* start Data for this exercise *
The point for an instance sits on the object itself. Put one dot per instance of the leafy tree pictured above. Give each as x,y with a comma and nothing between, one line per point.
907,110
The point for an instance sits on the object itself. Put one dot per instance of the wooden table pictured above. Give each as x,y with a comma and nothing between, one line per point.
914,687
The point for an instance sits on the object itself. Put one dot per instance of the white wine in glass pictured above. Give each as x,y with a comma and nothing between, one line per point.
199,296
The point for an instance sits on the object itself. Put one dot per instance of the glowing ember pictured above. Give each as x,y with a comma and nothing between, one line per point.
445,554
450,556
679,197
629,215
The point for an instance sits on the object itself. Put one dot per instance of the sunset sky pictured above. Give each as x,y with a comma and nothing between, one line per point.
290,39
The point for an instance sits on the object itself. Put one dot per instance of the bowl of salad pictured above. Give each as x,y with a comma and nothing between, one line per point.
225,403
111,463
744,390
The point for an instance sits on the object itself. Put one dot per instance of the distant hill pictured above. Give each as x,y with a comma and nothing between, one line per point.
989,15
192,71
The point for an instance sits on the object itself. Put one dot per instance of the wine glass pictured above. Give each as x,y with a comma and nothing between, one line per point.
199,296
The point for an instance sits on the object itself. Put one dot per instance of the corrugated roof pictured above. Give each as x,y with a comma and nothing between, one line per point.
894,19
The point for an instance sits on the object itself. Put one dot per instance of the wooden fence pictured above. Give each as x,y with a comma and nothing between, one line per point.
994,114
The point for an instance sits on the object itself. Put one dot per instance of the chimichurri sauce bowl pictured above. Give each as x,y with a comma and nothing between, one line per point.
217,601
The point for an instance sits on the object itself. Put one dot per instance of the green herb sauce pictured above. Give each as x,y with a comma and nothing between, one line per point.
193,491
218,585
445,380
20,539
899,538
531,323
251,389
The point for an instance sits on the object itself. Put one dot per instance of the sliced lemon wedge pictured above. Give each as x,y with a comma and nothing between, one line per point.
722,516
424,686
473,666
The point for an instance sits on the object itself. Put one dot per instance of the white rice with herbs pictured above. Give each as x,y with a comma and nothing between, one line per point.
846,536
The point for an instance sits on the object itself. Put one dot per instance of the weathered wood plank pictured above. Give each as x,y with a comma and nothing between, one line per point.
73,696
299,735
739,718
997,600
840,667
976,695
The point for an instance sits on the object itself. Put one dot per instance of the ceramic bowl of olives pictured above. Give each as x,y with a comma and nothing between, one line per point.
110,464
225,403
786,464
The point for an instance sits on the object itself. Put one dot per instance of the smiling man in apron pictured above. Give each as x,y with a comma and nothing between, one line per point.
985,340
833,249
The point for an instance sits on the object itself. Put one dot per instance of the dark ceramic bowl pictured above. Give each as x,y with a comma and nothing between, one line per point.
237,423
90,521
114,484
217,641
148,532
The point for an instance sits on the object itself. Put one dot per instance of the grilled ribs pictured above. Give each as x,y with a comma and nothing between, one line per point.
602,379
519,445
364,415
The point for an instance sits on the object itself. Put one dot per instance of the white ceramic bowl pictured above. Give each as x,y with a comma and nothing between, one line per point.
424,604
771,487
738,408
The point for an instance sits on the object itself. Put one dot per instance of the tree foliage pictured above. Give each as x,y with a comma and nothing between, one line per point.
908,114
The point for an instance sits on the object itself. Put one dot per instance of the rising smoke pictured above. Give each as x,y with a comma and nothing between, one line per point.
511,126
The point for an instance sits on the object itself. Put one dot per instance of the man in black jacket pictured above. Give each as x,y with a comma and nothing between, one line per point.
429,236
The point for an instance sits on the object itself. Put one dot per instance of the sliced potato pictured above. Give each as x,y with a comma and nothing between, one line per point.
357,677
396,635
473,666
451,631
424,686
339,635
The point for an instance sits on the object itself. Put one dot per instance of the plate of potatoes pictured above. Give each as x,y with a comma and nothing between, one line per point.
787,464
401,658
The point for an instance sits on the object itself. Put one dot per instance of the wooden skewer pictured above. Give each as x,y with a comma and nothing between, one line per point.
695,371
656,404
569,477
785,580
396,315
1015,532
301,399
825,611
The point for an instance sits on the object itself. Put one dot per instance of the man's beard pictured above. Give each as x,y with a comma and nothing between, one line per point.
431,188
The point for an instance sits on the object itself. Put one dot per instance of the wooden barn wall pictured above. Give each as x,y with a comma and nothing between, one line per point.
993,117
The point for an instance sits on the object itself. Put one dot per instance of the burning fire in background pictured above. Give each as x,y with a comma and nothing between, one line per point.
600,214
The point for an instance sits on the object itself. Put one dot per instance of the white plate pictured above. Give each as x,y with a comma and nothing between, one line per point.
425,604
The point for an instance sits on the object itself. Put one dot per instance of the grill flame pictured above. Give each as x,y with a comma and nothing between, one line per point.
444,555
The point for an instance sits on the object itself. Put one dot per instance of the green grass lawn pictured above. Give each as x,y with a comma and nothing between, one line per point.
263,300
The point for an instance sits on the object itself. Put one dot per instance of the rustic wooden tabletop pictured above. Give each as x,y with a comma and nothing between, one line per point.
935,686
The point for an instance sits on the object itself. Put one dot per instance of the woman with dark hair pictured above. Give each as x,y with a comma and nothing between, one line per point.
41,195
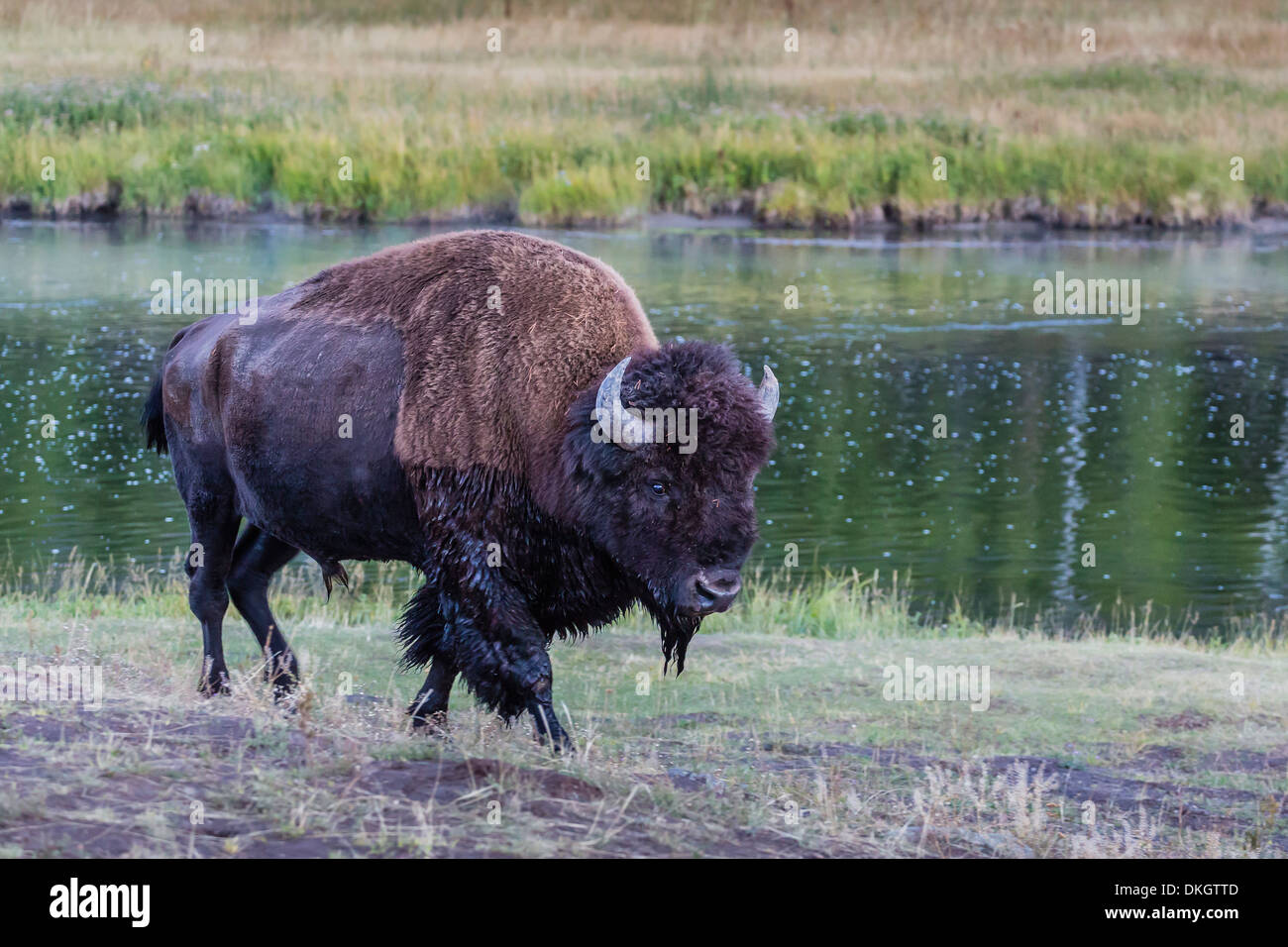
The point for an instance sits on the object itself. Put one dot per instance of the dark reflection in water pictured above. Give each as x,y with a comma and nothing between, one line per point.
1060,431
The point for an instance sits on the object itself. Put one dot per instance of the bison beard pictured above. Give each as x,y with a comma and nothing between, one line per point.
475,457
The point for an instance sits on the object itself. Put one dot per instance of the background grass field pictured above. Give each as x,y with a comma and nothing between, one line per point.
777,740
549,131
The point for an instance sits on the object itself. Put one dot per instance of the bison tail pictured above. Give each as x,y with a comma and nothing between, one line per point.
154,419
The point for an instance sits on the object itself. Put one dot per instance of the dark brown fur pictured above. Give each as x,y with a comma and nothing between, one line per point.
467,368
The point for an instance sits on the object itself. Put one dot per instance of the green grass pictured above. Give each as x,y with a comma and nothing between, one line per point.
782,711
550,133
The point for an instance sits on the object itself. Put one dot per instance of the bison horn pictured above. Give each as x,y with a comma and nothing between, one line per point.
627,431
768,392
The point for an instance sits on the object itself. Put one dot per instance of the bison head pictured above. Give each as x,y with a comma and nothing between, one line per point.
661,458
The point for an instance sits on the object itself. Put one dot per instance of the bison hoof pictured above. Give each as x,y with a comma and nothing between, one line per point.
548,731
430,723
214,684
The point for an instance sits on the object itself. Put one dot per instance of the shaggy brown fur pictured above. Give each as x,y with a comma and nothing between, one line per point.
433,403
537,320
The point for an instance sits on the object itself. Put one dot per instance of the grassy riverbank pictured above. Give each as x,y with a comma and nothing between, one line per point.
550,129
780,738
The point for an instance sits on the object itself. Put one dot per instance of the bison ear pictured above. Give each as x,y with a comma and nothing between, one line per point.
625,429
768,393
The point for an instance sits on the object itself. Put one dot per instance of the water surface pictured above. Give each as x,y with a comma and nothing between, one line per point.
1061,431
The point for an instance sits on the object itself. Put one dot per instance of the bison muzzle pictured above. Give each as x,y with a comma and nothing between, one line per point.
492,408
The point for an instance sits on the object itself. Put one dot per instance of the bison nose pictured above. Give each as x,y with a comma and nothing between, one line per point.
716,589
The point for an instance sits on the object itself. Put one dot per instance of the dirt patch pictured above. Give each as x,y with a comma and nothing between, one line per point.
1185,720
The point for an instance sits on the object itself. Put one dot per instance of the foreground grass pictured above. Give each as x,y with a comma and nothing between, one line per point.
777,740
550,131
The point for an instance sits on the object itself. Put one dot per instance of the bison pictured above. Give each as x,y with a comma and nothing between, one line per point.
492,408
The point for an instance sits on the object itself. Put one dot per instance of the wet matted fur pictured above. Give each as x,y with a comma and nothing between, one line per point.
467,368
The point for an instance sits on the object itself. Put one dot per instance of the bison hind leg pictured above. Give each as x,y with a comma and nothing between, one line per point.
429,707
256,560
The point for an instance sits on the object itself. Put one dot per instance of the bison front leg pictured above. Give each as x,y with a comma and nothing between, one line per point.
485,631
* end Data for this exercise *
Work to complete ▸
Reproduce only the lines running from the one that contains "the wet matted" to the last line of the records.

Correct answer ▸
The point for an instance sits on the object itself. Put one dot per instance of the wet matted fur pictured above. Give each as x,y with a comma and nothing between, one line per point.
467,368
The point for an instance sits on the object itself. Put one dot per instance of the bison hind leg pictured above. Give each as x,y with a comma and nothing between, one line per point.
429,707
256,560
The point for an instance sits on the object itself. Put one dot per instance of the bison front leg pictured above. Give each as x,y with a comma and nothing between, one line per point.
485,631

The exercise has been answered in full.